[Items stored from a collection]
* Start *
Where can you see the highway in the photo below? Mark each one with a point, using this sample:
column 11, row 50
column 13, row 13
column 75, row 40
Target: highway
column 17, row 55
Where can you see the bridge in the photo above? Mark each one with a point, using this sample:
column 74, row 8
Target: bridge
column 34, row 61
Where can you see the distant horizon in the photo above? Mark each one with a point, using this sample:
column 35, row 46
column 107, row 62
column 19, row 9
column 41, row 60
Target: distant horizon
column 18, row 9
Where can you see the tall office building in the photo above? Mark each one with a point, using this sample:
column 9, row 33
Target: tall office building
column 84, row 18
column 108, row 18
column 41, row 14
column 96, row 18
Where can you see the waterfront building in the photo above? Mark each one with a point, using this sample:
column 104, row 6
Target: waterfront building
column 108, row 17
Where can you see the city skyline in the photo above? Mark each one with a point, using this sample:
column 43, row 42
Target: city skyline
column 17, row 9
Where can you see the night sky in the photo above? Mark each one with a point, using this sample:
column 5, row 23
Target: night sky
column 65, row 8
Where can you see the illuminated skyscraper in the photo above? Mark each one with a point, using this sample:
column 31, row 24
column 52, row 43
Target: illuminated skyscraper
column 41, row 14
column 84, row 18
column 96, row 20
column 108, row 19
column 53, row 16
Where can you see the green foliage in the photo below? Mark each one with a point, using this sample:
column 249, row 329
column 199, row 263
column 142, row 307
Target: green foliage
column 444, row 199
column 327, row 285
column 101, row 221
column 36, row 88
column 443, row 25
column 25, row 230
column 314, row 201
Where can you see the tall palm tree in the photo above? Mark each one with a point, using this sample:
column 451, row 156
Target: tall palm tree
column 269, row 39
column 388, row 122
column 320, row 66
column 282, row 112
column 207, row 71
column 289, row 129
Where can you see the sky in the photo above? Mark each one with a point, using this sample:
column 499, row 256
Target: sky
* End *
Rewrite all of the entries above as a numbered list, one line per number, with any blank lines dropped.

1. Where can you see the highway in the photo below? Mark each one with a point, using this sample:
2. column 11, row 50
3. column 13, row 13
4. column 75, row 40
5. Target: highway
6. column 17, row 55
7. Where can you see the bridge in the photo above? Mark each one with a point, using this sample:
8. column 74, row 8
9. Target: bridge
10. column 34, row 61
11. Where can you see the distant horizon in the photo above? Mark each one with a point, using this sample:
12. column 35, row 46
13. column 107, row 62
14. column 19, row 9
15. column 41, row 60
16. Target: distant horizon
17. column 18, row 9
18. Where can you see the tall office building in the photo above? Mark each one with a point, using this sample:
19. column 9, row 33
20. Target: tall office building
21. column 84, row 18
22. column 108, row 18
23. column 41, row 14
24. column 96, row 18
25. Where can you see the waterfront building in the photo above? Mark each one with a point, using this sample:
26. column 104, row 6
27. Target: waterfront building
28. column 108, row 17
29. Where can you see the city skyline in the photo above? Mark each one with a point, using this sample:
30. column 43, row 42
31. Target: city skyline
32. column 17, row 9
33. Where can you see the night sky in the photo above? Mark each one with a point, using this sample:
34. column 5, row 23
35. Target: night sky
36. column 65, row 8
37. Where can you see the illuminated skyscraper in the photo above? Mark each one with a point, using this sample:
38. column 31, row 24
39. column 52, row 43
40. Target: illuminated skyscraper
41. column 41, row 14
42. column 84, row 18
43. column 96, row 20
44. column 108, row 19
45. column 53, row 16
46. Where can you see the green foliage in the photo below? Mark each one with a point, using this sample:
47. column 249, row 329
48. column 199, row 263
49. column 142, row 307
50. Target: green foliage
51. column 444, row 199
52. column 327, row 285
53. column 101, row 221
54. column 36, row 88
55. column 443, row 25
56. column 25, row 230
57. column 314, row 201
58. Where can you see the tall palm tree in the photo above? Mark each one with a point, using this sample:
59. column 451, row 156
60. Target: tall palm tree
61. column 269, row 39
62. column 388, row 122
63. column 320, row 66
64. column 282, row 112
65. column 207, row 71
66. column 289, row 129
67. Where can you see the sky in the photo above? Mark each one with a point, using this sample:
68. column 499, row 256
69. Target: sky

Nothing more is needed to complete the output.